── Passage shown ──

Create a fictional persona for your target audience and outline how key messaging might differ at different phases in the purchasing lifecycle. Also, consider what calls-to-action might help that person transition to the next stage in the process. Think about what resonates and keeps a consumer moving toward a decision.
Fail #5: No Follow Through on Your Strategic Communications Plan
Strategic planning requires consistent, high-quality execution to produce results. Team adoption is critical to implementation success. Involving your team during strategic communications plan development creates buy-in from the beginning. Take time to ask each team member what makes them feel the most excited, then delegate according to passion, talent and capacity. Ensure everyone clearly understands the strategy, goals, target audience and messaging. Consider where a new software tool or strategic marketing agency might save you time during planning and implementation.

───
── Dataset ──

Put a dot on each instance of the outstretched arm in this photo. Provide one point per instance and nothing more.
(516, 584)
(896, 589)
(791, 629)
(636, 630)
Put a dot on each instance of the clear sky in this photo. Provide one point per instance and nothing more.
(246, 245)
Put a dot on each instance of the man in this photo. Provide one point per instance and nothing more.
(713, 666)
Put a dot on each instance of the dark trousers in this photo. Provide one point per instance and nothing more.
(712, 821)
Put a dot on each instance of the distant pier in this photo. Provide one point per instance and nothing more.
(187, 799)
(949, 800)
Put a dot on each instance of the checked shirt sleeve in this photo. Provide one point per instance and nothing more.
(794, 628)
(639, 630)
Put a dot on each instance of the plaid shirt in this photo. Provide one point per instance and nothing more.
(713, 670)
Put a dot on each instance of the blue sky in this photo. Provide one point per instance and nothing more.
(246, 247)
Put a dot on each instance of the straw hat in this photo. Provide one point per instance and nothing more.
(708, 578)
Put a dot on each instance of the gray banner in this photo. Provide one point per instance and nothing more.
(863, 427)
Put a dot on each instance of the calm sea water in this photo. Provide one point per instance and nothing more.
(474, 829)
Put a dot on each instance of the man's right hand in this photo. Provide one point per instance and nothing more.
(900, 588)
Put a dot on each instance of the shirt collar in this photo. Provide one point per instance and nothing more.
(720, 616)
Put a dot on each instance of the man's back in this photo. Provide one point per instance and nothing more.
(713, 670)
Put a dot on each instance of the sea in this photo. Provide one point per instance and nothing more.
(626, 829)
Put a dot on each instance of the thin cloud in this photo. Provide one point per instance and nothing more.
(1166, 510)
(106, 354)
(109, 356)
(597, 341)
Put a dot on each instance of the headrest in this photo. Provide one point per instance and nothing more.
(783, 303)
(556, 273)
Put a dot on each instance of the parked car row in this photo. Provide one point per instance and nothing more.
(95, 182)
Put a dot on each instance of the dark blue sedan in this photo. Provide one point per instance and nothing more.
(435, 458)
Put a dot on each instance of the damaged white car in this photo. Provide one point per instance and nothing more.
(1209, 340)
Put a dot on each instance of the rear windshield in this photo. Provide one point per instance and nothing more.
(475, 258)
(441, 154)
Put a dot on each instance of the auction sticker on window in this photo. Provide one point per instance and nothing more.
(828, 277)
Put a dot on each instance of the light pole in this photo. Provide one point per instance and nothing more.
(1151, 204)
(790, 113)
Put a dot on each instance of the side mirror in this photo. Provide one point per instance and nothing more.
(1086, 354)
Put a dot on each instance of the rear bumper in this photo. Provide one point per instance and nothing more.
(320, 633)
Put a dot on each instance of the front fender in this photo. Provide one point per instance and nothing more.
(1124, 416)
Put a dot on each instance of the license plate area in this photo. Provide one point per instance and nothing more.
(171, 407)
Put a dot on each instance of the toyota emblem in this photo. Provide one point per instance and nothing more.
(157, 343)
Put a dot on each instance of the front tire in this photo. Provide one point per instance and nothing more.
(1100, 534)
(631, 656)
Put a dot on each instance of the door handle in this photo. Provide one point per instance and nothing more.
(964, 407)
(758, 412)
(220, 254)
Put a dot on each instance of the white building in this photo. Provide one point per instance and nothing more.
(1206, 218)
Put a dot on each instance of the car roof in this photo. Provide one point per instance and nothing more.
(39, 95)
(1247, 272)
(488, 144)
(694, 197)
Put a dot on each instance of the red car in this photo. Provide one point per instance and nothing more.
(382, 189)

───

**Requests**
• A. Answer these questions using the passage on communications planning.
(i) What should be created for the target audience?
(ii) What does involving the team during plan development create?
(iii) According to what three things should tasks be delegated?
• B. Quote the stretch from "Create a fictional" through "toward a decision." in the passage on communications planning.

**Expected answers**
• A.
(i) A fictional persona
(ii) Buy-in from the beginning
(iii) Passion, talent and capacity

• B.
Create a fictional persona for your target audience and outline how key messaging might differ at different phases in the purchasing lifecycle. Also, consider what calls-to-action might help that person transition to the next stage in the process. Think about what resonates and keeps a consumer moving toward a decision.